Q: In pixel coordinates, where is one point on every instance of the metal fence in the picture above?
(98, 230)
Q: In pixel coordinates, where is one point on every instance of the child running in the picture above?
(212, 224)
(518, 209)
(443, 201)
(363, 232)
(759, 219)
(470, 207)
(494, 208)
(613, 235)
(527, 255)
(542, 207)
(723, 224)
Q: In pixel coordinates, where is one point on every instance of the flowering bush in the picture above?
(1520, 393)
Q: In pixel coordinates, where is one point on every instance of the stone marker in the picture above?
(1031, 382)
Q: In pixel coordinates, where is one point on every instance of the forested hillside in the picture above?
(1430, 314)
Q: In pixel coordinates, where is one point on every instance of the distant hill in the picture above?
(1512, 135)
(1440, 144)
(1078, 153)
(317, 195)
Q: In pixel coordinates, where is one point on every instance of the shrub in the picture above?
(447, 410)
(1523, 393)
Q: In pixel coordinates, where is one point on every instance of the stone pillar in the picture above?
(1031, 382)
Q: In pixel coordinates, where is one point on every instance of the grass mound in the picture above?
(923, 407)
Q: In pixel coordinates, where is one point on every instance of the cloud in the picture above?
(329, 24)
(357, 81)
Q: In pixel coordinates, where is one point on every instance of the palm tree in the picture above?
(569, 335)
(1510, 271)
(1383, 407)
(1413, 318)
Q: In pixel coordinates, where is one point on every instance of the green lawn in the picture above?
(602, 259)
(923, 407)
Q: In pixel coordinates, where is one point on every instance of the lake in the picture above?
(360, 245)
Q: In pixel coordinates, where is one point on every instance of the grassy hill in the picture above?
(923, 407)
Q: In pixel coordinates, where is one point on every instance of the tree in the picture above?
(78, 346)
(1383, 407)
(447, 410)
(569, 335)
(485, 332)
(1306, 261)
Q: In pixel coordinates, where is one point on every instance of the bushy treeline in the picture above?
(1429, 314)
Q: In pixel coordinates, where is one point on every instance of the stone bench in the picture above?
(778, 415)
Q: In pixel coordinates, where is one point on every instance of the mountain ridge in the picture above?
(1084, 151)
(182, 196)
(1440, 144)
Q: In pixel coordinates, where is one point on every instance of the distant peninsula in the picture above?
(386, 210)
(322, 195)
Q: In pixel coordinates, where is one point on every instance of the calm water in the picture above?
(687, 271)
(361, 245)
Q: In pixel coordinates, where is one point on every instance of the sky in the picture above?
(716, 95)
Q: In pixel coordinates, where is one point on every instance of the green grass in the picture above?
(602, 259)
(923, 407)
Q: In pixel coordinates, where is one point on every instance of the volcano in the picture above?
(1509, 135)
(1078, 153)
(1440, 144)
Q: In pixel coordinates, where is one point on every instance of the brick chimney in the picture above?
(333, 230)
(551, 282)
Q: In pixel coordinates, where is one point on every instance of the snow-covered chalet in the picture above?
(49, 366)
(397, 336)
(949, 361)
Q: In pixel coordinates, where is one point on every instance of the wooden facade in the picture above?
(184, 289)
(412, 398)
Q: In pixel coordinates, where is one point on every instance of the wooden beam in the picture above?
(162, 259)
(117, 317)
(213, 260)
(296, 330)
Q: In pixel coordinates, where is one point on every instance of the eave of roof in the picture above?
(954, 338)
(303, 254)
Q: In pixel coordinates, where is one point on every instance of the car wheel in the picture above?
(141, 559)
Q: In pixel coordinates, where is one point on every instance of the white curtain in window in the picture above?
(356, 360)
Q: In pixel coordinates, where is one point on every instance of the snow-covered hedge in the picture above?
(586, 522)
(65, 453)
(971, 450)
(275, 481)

******

(Stated task) From the first line to the last, retype the data exactly.

(Exercise solution)
Q: In pixel coordinates, where is one point on every instance of the metal fence in the picture above?
(98, 230)
Q: In pixel coordinates, where is one point on every instance of the child running in the picture above?
(212, 224)
(518, 209)
(443, 201)
(363, 232)
(759, 219)
(470, 207)
(494, 208)
(613, 235)
(527, 255)
(542, 207)
(723, 224)
Q: In pixel coordinates, where is one point on every instance of the flowering bush in the picture above?
(1520, 393)
Q: In pixel coordinates, where is one point on every instance of the stone marker in the picture above?
(1031, 382)
Q: In pixel coordinates, where is one point on every instance of the forested hillside in the picture above?
(1430, 314)
Q: In pixel coordinates, where is one point on every instance of the distant hill in the picture above?
(1512, 135)
(1440, 144)
(1078, 153)
(317, 195)
Q: In pixel coordinates, where is one point on every instance of the shrub in the picture above?
(447, 410)
(1523, 393)
Q: In pixel coordinates, where is one point on every instance of the stone pillar in the picture above?
(1031, 382)
Q: In pixel coordinates, where is one point on every instance of the grass mound in the picture above?
(923, 407)
Q: In pixel coordinates, where is one point on every instance of the cloud in the picture above?
(329, 24)
(357, 81)
Q: In pixel coordinates, where is one point on every instance of the palm tree in the picture above?
(569, 335)
(1510, 271)
(1383, 407)
(1413, 318)
Q: In pixel coordinates, where is one point on every instance of the green lawn in the picture above?
(602, 259)
(923, 407)
Q: In pixel coordinates, where is one point on every instance of the lake in the picture above?
(360, 245)
Q: In pixel coordinates, where is one point on every instance of the grassy hill in the picture above?
(923, 407)
Q: In pixel coordinates, where is one point on every instance of the tree in the picture above?
(78, 346)
(1383, 407)
(447, 410)
(569, 335)
(485, 332)
(1306, 261)
Q: In pixel coordinates, where is one point on every instance of the bushy treeline in the picture above?
(1429, 314)
Q: In pixel coordinates, where is one point on every instance of the stone bench in the picture above?
(778, 415)
Q: In pixel coordinates, where is one point on every instance of the mountain ridge in the picture above?
(1084, 151)
(182, 196)
(1440, 144)
Q: In pixel coordinates, where is one point on every instance of the distant peninsula in the picture above?
(386, 210)
(322, 195)
Q: In pixel coordinates, where is one point on every instance of the calm water in the picture above?
(687, 271)
(361, 245)
Q: In pixel coordinates, where is one point on every instance of the sky in the picture above?
(716, 95)
Q: In pixel coordinates, where is one point on every instance of the green grass in the picture above?
(602, 259)
(923, 407)
Q: In pixel coordinates, where is one point on every instance of the volcano in the picture above?
(1509, 135)
(1078, 153)
(1440, 144)
Q: In pixel coordinates, where is one point on every instance of the brick chimney in the picture above?
(333, 230)
(551, 282)
Q: In pixel coordinates, where is one point on every instance of the snow-covered chalet in the picture above?
(49, 366)
(397, 336)
(949, 361)
Q: In pixel coordinates, where is one point on every instance of the wooden facade in the picture above?
(184, 289)
(412, 398)
Q: In pixel coordinates, where is one point on every instance of the wooden beam in the picture above?
(162, 259)
(117, 317)
(213, 260)
(296, 330)
Q: In pixel coordinates, where is one point on every instance of the eave of roof in the picture above?
(954, 338)
(303, 254)
Q: In pixel coordinates, where is one point on every instance of the car wheel in the picture above?
(141, 559)
Q: In pixel coordinates, where is one point on every instance of the white curtain in window in the picture above?
(356, 360)
Q: In pixel coordinates, where is one point on every instance of the snow-covered hedge in the picture above?
(586, 522)
(65, 453)
(971, 450)
(275, 481)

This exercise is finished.